#### [TASK TO COMPLETE]
Pick out every line in the entries below that contains the string "bird", and copy each one. The match is case-sensitive.

══════════

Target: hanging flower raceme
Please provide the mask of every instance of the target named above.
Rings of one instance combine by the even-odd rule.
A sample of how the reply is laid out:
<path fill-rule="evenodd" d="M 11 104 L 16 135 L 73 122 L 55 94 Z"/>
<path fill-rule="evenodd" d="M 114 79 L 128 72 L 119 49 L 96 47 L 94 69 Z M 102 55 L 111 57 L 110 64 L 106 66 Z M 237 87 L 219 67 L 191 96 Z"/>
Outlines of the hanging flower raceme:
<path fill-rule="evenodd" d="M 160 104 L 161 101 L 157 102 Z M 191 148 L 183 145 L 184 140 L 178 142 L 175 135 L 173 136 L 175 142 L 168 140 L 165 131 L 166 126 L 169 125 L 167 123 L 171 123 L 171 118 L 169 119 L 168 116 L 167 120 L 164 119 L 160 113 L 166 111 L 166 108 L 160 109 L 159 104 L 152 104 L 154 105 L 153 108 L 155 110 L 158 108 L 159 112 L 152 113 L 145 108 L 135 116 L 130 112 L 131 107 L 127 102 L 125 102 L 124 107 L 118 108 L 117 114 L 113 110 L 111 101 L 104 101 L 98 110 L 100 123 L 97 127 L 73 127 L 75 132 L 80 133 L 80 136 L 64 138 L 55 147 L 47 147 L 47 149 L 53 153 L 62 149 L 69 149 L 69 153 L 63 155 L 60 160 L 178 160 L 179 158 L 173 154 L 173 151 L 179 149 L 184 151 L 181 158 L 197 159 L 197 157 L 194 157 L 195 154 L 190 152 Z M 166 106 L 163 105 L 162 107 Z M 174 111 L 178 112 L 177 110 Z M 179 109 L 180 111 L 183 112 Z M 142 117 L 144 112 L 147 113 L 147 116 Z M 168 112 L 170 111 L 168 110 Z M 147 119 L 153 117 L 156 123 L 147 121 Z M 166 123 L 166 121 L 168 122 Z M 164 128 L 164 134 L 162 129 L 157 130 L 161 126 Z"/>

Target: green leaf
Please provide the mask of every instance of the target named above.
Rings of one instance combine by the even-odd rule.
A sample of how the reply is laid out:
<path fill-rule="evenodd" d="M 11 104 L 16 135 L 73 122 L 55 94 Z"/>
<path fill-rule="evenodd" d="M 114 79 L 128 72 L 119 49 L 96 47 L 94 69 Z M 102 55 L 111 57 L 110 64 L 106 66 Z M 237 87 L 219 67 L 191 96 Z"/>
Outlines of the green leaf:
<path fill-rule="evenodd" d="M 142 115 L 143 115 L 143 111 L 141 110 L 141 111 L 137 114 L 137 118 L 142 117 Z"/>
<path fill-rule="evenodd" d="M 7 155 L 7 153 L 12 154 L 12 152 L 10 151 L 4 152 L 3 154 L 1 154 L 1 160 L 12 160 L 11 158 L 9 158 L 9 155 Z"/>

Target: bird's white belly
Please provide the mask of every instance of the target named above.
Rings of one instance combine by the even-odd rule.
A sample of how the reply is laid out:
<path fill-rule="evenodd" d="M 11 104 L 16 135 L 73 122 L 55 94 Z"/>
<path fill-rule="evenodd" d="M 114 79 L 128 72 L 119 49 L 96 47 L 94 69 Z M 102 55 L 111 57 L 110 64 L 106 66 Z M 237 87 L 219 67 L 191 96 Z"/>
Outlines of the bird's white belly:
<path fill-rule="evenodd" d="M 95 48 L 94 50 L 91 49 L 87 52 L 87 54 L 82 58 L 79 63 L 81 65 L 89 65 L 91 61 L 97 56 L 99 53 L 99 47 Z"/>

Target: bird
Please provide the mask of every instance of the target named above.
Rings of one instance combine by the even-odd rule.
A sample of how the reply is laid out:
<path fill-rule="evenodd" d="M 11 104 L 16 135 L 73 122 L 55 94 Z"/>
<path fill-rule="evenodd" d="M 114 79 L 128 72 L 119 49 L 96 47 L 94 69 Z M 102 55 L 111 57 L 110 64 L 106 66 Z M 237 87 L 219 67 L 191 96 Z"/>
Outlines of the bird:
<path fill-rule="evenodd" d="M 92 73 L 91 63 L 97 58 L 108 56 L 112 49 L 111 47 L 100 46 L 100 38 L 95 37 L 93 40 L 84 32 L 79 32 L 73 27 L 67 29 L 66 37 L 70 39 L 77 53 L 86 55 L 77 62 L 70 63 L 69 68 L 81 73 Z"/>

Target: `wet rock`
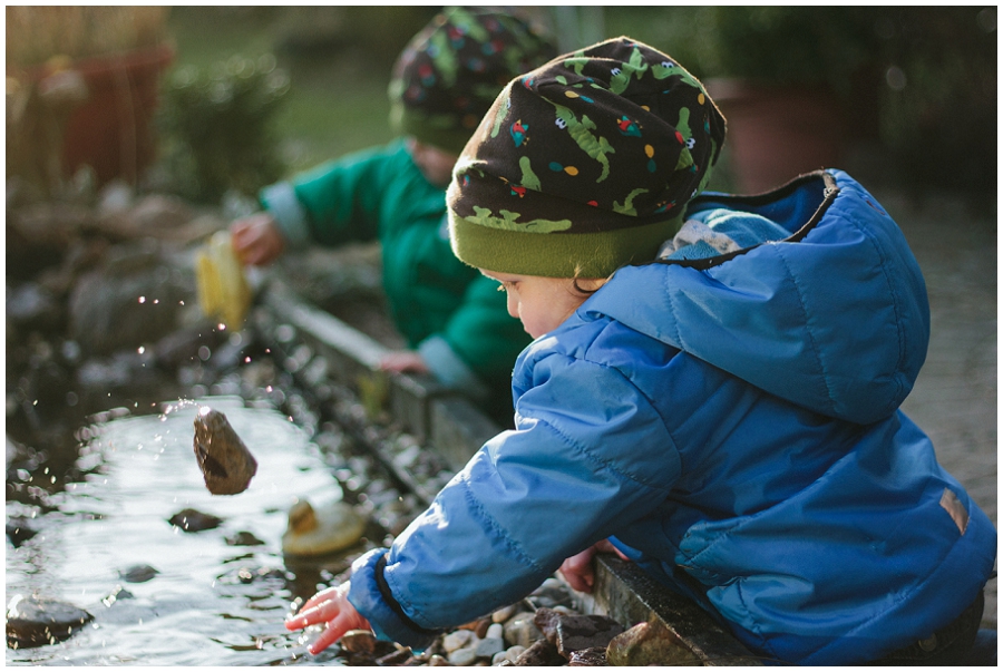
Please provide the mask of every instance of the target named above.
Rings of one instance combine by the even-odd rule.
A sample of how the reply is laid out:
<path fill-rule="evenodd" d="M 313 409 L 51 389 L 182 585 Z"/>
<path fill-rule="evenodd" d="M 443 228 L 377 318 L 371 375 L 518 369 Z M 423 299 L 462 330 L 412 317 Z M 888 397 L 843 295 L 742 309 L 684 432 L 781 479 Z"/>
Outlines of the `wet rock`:
<path fill-rule="evenodd" d="M 14 595 L 7 608 L 7 645 L 29 649 L 69 639 L 94 616 L 65 602 Z"/>
<path fill-rule="evenodd" d="M 159 572 L 149 565 L 134 565 L 125 572 L 118 573 L 123 581 L 128 583 L 146 583 L 157 574 Z"/>
<path fill-rule="evenodd" d="M 20 548 L 21 544 L 38 534 L 29 518 L 8 518 L 7 519 L 7 538 L 13 544 L 14 548 Z"/>
<path fill-rule="evenodd" d="M 53 293 L 38 283 L 29 282 L 7 291 L 8 324 L 20 329 L 45 332 L 62 327 L 65 315 L 61 302 Z"/>
<path fill-rule="evenodd" d="M 182 528 L 183 532 L 202 532 L 213 529 L 223 524 L 223 518 L 204 514 L 194 508 L 185 508 L 171 516 L 168 523 Z"/>
<path fill-rule="evenodd" d="M 623 632 L 623 626 L 607 616 L 563 614 L 546 607 L 536 610 L 534 622 L 565 658 L 574 651 L 605 647 Z"/>
<path fill-rule="evenodd" d="M 474 647 L 477 658 L 494 658 L 496 653 L 505 651 L 505 642 L 501 637 L 485 637 Z"/>
<path fill-rule="evenodd" d="M 101 604 L 110 607 L 119 600 L 130 600 L 132 597 L 135 597 L 135 595 L 133 595 L 121 586 L 115 586 L 115 590 L 108 593 L 107 597 L 101 598 Z"/>
<path fill-rule="evenodd" d="M 567 659 L 561 655 L 557 647 L 547 640 L 539 640 L 519 654 L 515 661 L 519 668 L 553 668 L 565 663 L 567 663 Z"/>
<path fill-rule="evenodd" d="M 543 585 L 533 591 L 530 594 L 533 604 L 541 607 L 554 608 L 555 606 L 571 607 L 574 604 L 574 597 L 567 590 L 567 586 L 556 578 L 546 580 Z"/>
<path fill-rule="evenodd" d="M 639 623 L 613 637 L 606 660 L 612 665 L 698 664 L 693 653 L 659 621 Z"/>
<path fill-rule="evenodd" d="M 238 532 L 233 536 L 226 537 L 227 546 L 262 546 L 264 542 L 259 539 L 250 532 Z"/>
<path fill-rule="evenodd" d="M 243 584 L 253 583 L 264 578 L 286 578 L 286 576 L 285 572 L 277 567 L 259 567 L 257 569 L 241 567 L 236 571 L 236 580 Z"/>
<path fill-rule="evenodd" d="M 449 663 L 452 665 L 473 665 L 474 661 L 477 660 L 477 651 L 474 646 L 465 646 L 464 649 L 457 649 L 456 651 L 449 654 Z"/>
<path fill-rule="evenodd" d="M 476 639 L 477 636 L 469 630 L 457 630 L 442 637 L 442 649 L 446 650 L 446 653 L 452 653 L 458 649 L 469 646 Z"/>
<path fill-rule="evenodd" d="M 377 650 L 376 635 L 368 630 L 350 630 L 341 636 L 338 643 L 349 653 L 372 655 Z"/>
<path fill-rule="evenodd" d="M 213 495 L 243 493 L 257 473 L 257 460 L 226 416 L 211 408 L 202 408 L 195 417 L 195 457 Z"/>
<path fill-rule="evenodd" d="M 413 658 L 410 649 L 398 649 L 376 660 L 377 665 L 403 665 Z"/>
<path fill-rule="evenodd" d="M 524 651 L 526 651 L 525 646 L 519 646 L 519 645 L 509 646 L 505 651 L 496 653 L 495 656 L 491 659 L 491 664 L 493 665 L 500 665 L 501 663 L 513 664 L 523 654 Z"/>
<path fill-rule="evenodd" d="M 534 642 L 544 639 L 543 633 L 533 621 L 534 614 L 520 612 L 505 622 L 504 636 L 509 645 L 519 645 L 528 649 Z"/>
<path fill-rule="evenodd" d="M 324 555 L 354 545 L 366 532 L 366 518 L 344 501 L 317 509 L 306 499 L 289 512 L 282 552 L 289 555 Z"/>
<path fill-rule="evenodd" d="M 604 646 L 593 646 L 591 649 L 582 649 L 573 651 L 567 659 L 569 668 L 601 668 L 608 665 L 606 662 L 606 649 Z"/>
<path fill-rule="evenodd" d="M 519 611 L 519 605 L 517 605 L 517 604 L 509 604 L 508 606 L 503 606 L 501 608 L 495 610 L 491 613 L 491 621 L 494 621 L 495 623 L 505 623 L 506 621 L 508 621 L 509 619 L 515 616 L 518 613 L 518 611 Z"/>

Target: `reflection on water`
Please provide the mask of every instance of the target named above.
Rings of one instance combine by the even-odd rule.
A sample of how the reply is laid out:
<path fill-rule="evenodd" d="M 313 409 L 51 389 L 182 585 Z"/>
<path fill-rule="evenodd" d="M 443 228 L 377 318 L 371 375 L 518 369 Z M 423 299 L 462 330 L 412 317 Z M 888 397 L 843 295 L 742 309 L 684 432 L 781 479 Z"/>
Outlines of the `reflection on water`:
<path fill-rule="evenodd" d="M 257 459 L 257 474 L 240 495 L 214 496 L 205 488 L 192 447 L 203 405 L 224 412 Z M 95 620 L 58 644 L 8 649 L 8 664 L 324 660 L 306 654 L 308 637 L 283 626 L 296 595 L 311 595 L 345 566 L 342 558 L 288 565 L 281 553 L 298 496 L 312 503 L 341 496 L 305 432 L 277 411 L 217 397 L 165 407 L 159 416 L 98 422 L 80 437 L 82 480 L 53 496 L 58 510 L 35 522 L 35 537 L 18 548 L 8 542 L 7 600 L 36 594 L 69 602 Z M 19 506 L 8 501 L 8 519 L 26 513 Z M 185 508 L 223 524 L 185 533 L 168 523 Z"/>

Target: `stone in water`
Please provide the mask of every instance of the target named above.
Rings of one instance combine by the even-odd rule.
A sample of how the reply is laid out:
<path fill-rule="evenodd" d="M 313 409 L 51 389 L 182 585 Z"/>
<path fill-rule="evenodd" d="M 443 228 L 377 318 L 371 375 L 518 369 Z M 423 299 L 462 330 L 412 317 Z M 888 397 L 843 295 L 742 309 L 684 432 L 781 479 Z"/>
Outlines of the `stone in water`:
<path fill-rule="evenodd" d="M 257 473 L 257 460 L 226 416 L 211 408 L 199 409 L 195 417 L 195 457 L 213 495 L 243 493 Z"/>
<path fill-rule="evenodd" d="M 282 552 L 289 555 L 323 555 L 354 545 L 366 532 L 366 519 L 344 501 L 317 509 L 300 499 L 289 512 L 289 528 L 282 535 Z"/>

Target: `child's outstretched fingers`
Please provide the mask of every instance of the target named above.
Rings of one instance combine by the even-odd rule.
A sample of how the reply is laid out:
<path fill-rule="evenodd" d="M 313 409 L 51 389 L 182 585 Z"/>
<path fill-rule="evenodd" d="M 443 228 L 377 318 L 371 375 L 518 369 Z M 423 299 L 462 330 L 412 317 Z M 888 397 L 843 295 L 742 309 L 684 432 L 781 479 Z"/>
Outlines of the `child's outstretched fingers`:
<path fill-rule="evenodd" d="M 345 603 L 348 604 L 348 603 Z M 368 629 L 369 621 L 363 619 L 359 612 L 352 607 L 351 604 L 348 604 L 348 608 L 340 612 L 332 621 L 328 623 L 328 626 L 324 631 L 317 637 L 309 646 L 306 646 L 306 651 L 311 654 L 317 655 L 334 642 L 341 639 L 341 636 L 350 630 L 360 630 Z"/>
<path fill-rule="evenodd" d="M 590 546 L 561 564 L 562 576 L 571 587 L 582 593 L 591 593 L 592 584 L 595 583 L 595 572 L 592 568 L 593 554 L 595 546 Z"/>
<path fill-rule="evenodd" d="M 308 600 L 295 616 L 285 621 L 288 630 L 302 630 L 319 623 L 328 624 L 320 636 L 306 647 L 310 653 L 320 653 L 350 630 L 369 627 L 369 621 L 348 601 L 349 587 L 350 584 L 345 582 L 321 591 Z"/>

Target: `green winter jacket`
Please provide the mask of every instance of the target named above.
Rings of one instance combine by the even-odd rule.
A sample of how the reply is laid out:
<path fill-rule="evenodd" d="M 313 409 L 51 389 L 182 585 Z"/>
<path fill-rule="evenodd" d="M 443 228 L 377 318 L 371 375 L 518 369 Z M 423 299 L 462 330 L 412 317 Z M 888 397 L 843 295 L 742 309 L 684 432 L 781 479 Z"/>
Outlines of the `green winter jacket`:
<path fill-rule="evenodd" d="M 512 369 L 529 343 L 497 282 L 456 259 L 446 192 L 422 176 L 402 139 L 328 162 L 262 189 L 290 247 L 379 240 L 398 330 L 445 384 L 512 413 Z"/>

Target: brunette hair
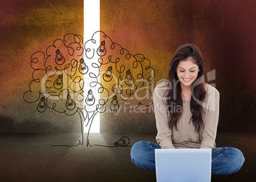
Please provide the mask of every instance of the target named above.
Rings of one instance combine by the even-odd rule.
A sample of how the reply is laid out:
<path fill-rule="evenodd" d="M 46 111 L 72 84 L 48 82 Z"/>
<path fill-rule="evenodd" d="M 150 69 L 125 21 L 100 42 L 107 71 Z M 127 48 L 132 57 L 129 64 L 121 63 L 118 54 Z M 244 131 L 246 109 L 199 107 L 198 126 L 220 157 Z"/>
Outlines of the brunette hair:
<path fill-rule="evenodd" d="M 175 51 L 169 66 L 169 74 L 166 81 L 170 86 L 170 89 L 166 91 L 165 96 L 167 98 L 167 106 L 176 104 L 176 106 L 180 105 L 182 108 L 181 88 L 180 80 L 177 76 L 176 68 L 180 61 L 184 61 L 188 58 L 192 58 L 195 62 L 195 63 L 197 65 L 200 70 L 198 72 L 197 77 L 192 83 L 192 94 L 190 103 L 192 113 L 190 122 L 192 121 L 195 126 L 195 131 L 198 133 L 201 128 L 203 127 L 202 116 L 204 112 L 203 106 L 198 103 L 198 101 L 203 103 L 205 98 L 206 91 L 203 81 L 204 63 L 203 60 L 202 53 L 196 46 L 192 44 L 184 44 L 180 46 Z M 177 122 L 181 115 L 181 113 L 176 112 L 175 110 L 172 110 L 169 107 L 167 107 L 167 111 L 169 115 L 169 128 L 173 129 L 173 127 L 175 127 L 175 129 L 178 130 Z"/>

══════════

#### [SOLUTION BELOW]
Target: bird's white belly
Outlines of the bird's white belly:
Target: bird
Outlines of the bird:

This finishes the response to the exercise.